**Task item:** Write out, word for word, only the data from its first line to the line containing "Query: long brown hair".

**Given records:**
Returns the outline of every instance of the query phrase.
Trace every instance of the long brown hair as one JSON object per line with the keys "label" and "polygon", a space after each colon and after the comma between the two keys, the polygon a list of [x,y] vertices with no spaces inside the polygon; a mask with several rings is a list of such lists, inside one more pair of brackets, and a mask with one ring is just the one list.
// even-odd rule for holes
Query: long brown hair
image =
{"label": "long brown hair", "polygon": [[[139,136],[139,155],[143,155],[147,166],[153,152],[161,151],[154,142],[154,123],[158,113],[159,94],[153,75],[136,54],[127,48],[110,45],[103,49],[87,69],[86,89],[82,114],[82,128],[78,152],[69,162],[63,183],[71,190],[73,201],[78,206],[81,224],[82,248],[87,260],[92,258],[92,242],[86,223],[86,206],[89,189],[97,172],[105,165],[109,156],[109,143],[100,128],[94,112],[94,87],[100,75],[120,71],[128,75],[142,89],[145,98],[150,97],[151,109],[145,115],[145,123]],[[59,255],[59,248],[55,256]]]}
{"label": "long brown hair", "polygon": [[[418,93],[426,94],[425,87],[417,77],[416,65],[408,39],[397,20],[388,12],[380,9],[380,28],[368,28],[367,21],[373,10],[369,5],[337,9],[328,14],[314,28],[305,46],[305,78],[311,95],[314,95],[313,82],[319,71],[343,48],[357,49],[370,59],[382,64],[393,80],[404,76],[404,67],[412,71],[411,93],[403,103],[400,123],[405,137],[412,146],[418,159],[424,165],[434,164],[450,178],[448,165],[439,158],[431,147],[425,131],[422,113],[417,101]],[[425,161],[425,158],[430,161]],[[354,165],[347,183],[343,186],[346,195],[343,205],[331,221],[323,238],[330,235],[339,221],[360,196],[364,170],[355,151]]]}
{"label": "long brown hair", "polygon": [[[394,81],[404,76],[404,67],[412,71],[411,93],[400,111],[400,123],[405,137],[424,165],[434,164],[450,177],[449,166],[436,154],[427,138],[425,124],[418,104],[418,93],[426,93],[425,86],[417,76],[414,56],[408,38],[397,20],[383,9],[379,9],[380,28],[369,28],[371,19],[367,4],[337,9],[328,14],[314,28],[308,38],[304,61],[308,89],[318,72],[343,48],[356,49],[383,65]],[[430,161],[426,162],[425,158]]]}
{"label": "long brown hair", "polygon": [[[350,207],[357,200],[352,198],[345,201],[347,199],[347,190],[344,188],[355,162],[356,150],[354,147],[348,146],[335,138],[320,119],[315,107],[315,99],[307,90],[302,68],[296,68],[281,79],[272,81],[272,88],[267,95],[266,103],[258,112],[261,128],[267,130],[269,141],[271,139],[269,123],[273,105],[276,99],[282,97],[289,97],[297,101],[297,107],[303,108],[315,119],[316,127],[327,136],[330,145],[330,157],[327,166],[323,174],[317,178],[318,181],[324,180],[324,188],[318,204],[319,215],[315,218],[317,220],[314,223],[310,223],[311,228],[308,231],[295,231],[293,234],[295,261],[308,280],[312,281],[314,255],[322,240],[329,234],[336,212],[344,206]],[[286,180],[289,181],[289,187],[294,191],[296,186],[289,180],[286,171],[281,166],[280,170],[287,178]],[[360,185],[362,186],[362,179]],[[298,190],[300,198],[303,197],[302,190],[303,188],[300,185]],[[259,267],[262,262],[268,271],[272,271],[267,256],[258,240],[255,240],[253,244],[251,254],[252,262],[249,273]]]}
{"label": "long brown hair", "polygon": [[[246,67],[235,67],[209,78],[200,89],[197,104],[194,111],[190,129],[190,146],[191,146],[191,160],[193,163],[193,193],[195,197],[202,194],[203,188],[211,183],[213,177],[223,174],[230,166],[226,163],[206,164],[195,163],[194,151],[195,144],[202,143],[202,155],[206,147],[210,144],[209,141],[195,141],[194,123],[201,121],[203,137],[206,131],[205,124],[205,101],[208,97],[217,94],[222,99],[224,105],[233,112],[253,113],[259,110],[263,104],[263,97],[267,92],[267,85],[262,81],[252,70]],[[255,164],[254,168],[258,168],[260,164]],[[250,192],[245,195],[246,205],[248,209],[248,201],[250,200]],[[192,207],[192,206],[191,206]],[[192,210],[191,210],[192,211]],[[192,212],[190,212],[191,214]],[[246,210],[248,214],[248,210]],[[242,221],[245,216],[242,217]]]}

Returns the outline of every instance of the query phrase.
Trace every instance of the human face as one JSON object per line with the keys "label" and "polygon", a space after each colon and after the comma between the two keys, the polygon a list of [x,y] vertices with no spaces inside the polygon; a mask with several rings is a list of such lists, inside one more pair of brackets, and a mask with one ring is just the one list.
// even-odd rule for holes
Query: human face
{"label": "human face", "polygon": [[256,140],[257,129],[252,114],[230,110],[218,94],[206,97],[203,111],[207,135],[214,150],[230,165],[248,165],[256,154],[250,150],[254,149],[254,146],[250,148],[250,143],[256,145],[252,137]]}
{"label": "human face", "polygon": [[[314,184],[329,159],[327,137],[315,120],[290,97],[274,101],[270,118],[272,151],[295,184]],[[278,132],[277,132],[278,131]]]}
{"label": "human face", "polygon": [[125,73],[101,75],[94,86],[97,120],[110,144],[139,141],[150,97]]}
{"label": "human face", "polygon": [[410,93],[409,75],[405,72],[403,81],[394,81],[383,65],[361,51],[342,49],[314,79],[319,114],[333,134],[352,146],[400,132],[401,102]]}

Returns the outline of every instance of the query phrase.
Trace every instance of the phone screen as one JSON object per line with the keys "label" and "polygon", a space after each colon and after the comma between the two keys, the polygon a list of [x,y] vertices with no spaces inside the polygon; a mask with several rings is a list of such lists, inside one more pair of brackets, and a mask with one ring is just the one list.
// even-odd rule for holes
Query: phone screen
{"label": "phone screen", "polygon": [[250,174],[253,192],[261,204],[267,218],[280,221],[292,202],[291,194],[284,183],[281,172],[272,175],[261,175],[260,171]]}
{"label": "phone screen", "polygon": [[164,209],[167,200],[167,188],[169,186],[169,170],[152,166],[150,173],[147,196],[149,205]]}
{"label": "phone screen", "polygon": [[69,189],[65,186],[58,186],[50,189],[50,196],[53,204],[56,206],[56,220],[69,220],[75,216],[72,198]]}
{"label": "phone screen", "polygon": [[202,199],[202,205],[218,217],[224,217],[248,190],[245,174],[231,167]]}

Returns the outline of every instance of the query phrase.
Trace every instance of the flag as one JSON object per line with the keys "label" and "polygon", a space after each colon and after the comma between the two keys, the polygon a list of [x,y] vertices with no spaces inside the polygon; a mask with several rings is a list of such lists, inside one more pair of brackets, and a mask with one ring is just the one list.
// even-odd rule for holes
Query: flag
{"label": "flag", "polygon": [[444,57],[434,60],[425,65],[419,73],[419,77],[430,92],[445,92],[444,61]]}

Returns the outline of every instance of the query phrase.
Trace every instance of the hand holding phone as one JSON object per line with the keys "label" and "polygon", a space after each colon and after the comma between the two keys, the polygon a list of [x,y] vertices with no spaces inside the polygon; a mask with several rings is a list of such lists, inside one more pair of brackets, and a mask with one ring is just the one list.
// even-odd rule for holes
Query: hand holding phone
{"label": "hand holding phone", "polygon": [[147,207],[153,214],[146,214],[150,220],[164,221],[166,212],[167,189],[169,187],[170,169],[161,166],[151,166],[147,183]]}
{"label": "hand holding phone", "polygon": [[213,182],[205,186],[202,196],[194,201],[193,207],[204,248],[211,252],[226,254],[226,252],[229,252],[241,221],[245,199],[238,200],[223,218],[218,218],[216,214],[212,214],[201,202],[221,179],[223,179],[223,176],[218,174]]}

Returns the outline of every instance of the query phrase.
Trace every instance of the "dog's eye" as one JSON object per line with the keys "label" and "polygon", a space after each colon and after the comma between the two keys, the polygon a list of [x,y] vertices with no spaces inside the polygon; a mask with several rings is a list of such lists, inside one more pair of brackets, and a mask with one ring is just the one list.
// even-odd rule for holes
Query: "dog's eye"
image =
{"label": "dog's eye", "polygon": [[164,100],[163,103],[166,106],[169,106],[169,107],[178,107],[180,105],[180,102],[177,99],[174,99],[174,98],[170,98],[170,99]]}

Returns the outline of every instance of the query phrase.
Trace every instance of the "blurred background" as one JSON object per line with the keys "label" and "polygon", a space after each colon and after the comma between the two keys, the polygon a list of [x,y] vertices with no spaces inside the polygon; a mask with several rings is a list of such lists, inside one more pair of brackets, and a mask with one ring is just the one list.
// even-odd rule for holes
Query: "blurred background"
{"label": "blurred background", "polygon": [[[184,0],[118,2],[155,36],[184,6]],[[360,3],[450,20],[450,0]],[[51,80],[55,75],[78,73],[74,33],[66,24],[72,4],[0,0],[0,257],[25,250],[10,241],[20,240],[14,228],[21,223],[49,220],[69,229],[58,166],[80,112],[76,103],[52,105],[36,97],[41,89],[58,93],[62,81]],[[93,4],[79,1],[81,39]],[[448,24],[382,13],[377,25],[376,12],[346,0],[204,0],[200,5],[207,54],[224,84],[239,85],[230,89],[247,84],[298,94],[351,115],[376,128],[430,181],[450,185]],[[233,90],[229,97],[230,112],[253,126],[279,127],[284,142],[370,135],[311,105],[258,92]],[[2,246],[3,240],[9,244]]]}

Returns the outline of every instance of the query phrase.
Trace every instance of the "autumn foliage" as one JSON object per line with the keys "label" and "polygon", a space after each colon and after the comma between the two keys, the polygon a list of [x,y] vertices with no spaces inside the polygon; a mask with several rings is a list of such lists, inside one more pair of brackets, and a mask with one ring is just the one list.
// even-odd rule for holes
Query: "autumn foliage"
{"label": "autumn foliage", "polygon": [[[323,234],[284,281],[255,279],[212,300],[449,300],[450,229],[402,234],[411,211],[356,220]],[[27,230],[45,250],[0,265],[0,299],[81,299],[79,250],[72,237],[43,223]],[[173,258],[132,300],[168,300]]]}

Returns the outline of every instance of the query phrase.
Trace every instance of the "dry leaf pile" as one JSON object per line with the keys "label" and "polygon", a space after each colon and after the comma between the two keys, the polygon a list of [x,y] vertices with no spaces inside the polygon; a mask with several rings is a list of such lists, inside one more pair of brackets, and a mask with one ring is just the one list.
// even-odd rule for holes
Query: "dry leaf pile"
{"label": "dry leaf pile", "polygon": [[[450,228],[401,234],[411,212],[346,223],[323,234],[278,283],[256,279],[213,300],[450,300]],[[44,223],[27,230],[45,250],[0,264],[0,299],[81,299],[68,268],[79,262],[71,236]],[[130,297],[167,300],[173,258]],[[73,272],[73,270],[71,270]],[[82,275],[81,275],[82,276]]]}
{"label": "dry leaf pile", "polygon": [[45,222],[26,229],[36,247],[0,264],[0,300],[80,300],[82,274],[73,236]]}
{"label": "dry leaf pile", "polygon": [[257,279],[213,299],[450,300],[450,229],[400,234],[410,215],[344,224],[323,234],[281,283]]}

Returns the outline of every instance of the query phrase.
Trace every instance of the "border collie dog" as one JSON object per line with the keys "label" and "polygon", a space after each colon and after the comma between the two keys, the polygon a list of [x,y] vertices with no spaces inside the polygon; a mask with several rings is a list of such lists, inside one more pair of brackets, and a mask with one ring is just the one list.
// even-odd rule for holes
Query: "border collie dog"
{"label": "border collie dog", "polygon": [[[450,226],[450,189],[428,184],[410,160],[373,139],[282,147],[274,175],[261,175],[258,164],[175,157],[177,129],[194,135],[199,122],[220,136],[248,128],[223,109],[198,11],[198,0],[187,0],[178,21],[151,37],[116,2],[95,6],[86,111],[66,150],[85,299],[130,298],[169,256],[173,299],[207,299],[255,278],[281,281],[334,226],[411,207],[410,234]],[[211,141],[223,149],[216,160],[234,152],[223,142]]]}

**Exercise solution:**
Returns the outline of every instance of the query phrase.
Trace every instance of the long brown hair as one JSON object per line with the keys "label" and "polygon", a space after each colon and after the comma between the two keys, the polygon a list of [x,y] vertices with no spaces inside the polygon; a mask with several rings is a list of such lists, inside one more pair of brackets, and a mask with one ring is just the one list.
// even-odd rule for holes
Query: long brown hair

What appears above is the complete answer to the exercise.